Dans ses dernières conclusions communiquées par voie électronique le 23 juin 2015, M.[L] sollicite l'annulation de la vente aux enchères du 19 novembre 2006 aux torts exclusifs de M.[X], la société Editions catalogues raisonnés et la société Millon et associés, un donné acte qu'il ne demande plus le partage de l'indivision de l'oeuvre qui n'a pu être acquise valablement, la condamnation des intimés à lui payer à titre de dommages-intérêts la somme de 1 062 322, 49 € arrêtée au11 juin 2014 ainsi que la somme de 90 000€ sur le fondement de l'article 700 du code de procédure civile, la condamnation de la société Editions catalogues raisonnés à payer le montant des sommes qu'elle a reçues de sa part à titre d'acompte sur le prix de la sculpture, la condamnation de la société Millon et associés à restituer le montant des sommes qu'elle a perçues de sa part sur la vente de la sculpture.
○ ○ ○
- Consignes
**a)** D'après l'extrait de conclusions judiciaires, quelle somme M.[L] réclame-t-il sur le fondement de l'article 700 du code de procédure civile ?
**b)** Poursuivez l'extrait de conclusions judiciaires en reprenant après sa dernière phrase.
Les enregistrements qui suivent proviennent d'une source distincte de l'extrait.

- Données fournies
○ ○ ○
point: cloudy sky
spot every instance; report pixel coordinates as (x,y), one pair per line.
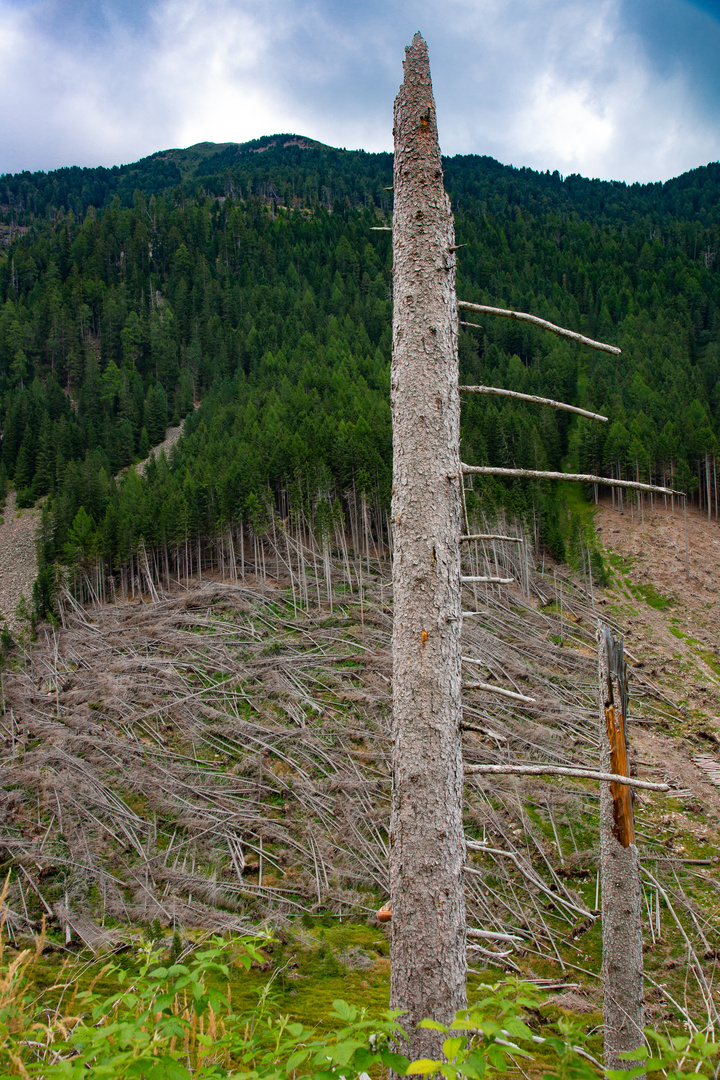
○ ○ ○
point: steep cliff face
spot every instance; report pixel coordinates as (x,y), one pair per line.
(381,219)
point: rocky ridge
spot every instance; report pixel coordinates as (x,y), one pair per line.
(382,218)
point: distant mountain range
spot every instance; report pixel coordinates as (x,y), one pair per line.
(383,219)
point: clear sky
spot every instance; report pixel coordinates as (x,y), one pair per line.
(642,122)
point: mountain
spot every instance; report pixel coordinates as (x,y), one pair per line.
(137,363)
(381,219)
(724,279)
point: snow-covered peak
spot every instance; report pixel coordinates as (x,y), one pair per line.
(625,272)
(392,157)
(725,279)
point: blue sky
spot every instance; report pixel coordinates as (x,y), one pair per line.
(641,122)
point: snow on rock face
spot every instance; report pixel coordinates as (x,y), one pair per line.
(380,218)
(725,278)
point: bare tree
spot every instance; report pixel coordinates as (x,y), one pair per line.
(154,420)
○ ○ ○
- Réponses aux consignes
**a)** La somme de 90 000 €.

**b)**
Dans leurs dernières conclusions communiquées par voie électronique le 25 juin 2015, M.[X] et la société Editions catalogues raisonnés demandent la confirmation du jugement , la constatation de l'accord des parties sur la révocation de la vente et des conventions s'y rapportant des 20 juillet 2006 et 8 février 2007, l'annulation de la vente et desdites conventions, la remise en état des parties dans la situation antérieure, avec en conséquence, la condamnation de la société Millon et associés , détentrice de la sculpture, à la remettre au siège social de la société Editions catalogues raisonnés, le remboursement à M.[L] de la somme de 146 534, 74 € saisie par M.[X] par compensation avec la créance de ce dernier de 100 224,48 €, le remboursement par M.[L] à M.[X] de la somme de 46 309, 86€, la condamnation de la société Millon et associés à rembourser la somme de 83 841 € correspondant aux frais d'achat.

A titre subsidiaire dans l'hypothèse où le jugement serait infirmé et la vente annulée pour erreur sur les qualités substantielles, M.[X] et la société Editions catalogues raisonnés réclament la condamnation de la société Millon et associés à les garantir de toutes condamnations prononcées à leur encontre et à restituer à M.[X] la somme de 83 481€ correspondant aux frais d'achat et ils concluent au rejet des demandes de la société de ventes volontaires. Ils sollicitent enfin la condamnation de M.[L] à leur payer la somme de 25 000 € sur le fondement de l'article 700 du code de procédure civile.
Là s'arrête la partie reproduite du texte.